== Material for this exercise ==
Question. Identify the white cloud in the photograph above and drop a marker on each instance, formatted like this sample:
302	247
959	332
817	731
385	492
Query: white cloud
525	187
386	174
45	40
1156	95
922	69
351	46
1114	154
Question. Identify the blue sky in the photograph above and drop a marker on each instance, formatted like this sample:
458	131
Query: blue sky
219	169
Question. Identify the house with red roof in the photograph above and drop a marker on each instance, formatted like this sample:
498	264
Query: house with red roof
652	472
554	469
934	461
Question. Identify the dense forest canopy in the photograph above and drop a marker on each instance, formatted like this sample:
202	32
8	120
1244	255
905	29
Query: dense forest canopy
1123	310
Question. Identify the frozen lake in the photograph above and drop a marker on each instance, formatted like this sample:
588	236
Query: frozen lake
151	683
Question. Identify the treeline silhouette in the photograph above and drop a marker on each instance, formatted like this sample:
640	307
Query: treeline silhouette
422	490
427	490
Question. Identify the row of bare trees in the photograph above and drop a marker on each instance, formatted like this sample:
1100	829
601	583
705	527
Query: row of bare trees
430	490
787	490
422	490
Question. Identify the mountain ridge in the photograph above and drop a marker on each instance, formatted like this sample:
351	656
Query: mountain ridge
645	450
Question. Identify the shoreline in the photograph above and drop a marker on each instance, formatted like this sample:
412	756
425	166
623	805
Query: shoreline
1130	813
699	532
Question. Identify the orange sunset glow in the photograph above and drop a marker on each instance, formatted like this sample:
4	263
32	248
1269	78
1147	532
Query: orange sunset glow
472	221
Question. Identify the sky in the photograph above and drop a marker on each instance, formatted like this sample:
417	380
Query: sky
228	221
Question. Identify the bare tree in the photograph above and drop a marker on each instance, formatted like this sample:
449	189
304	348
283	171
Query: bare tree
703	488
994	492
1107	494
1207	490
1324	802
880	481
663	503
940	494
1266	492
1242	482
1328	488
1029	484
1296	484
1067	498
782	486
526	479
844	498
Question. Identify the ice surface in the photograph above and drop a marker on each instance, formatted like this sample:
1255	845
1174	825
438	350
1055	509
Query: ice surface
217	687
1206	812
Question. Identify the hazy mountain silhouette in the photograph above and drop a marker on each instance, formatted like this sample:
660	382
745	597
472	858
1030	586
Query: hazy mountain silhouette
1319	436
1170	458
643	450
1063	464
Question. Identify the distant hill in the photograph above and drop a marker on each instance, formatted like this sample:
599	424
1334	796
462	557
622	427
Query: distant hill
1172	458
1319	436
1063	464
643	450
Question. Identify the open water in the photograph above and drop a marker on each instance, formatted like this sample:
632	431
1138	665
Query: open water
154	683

== The task ==
Extract the complete listing verbatim.

== Output ==
Question. Identify the white cloud in the photograph above and drop a marker on each instance, formatted like this sample:
302	247
959	332
817	731
385	492
Query: white cloud
525	187
386	174
45	40
1156	95
922	69
351	46
1114	154
Question. Identify the blue sky in the photograph above and drop a marker on each instance, formatted like this sample:
458	131
Query: blue sky
219	169
Question. Identify the house with red roof in the photograph above and drop a marker on each instance, formatted like this sample:
498	264
Query: house with red roof
652	472
554	469
934	461
Question. Identify the dense forest canopy in the photograph above and drop a marker on each instance, formatted like this sample:
202	32
8	120
1244	255
905	29
Query: dense forest canopy
1123	310
Question. Identify the frozen lake in the photograph above and drop a marker on each instance, formatted like this sample:
588	236
Query: frozen lake
151	683
Question. Identify the treeline silhouette in the photograph above and drop a marker on each instance, formatted like this sample:
640	307
Query: treeline silhouette
422	490
427	490
Question. Identify the row of bare trees in the photograph above and drop a marker on each instance, formatted like this sample:
1100	829
601	583
705	527
Query: row of bare trees
430	490
787	490
422	490
Question. Identify the mountain ridge in the photograph above and drop a marker on each instance, formatted like this sample:
351	656
Query: mountain ridge
645	450
Question. Identify the shoreline in the photograph above and drop a marker on each instance, formatted like this sample:
412	756
425	166
623	805
Query: shoreline
1130	813
699	532
Question. Identify the orange sunset glow in the photograph above and drop a marker on each instance, formatted like this sample:
4	263
32	248
1269	78
1147	532
Query: orange sunset glow
472	221
Question. Identify the sky in the photograph above and drop a marker on each instance, formatted like this sample:
417	380
Query: sky
228	221
Question. Identify the bare tree in the photograph above and drop a marker on each instance, formatted like this sample:
449	189
304	348
283	171
Query: bare tree
703	488
994	492
1107	494
1207	490
1324	802
880	481
663	503
940	494
1266	492
1242	482
1328	488
1029	484
1296	484
1067	498
782	486
526	479
844	498
Question. Identify the ice surface in the photograph above and drop a marker on each instance, formatted like this sample:
1255	845
1174	825
438	350
1055	509
Query: ice surface
217	687
1206	812
Question. Identify the hazy mountain silhouette in the photograph above and drop a marker on each instance, formatted like this sample:
660	382
745	597
472	858
1030	586
Query: hazy mountain silhouette
1319	436
1170	458
643	450
1063	464
Question. Identify the distant hill in the photograph above and drop a marker on each instance, formatted like this sample:
599	424
1334	796
462	557
622	427
Query: distant hill
1172	458
1319	436
1063	464
643	450
Question. Identify the open water in the photograph above and drop a marker on each instance, formatted like this sample:
632	431
1138	665
Query: open water
154	683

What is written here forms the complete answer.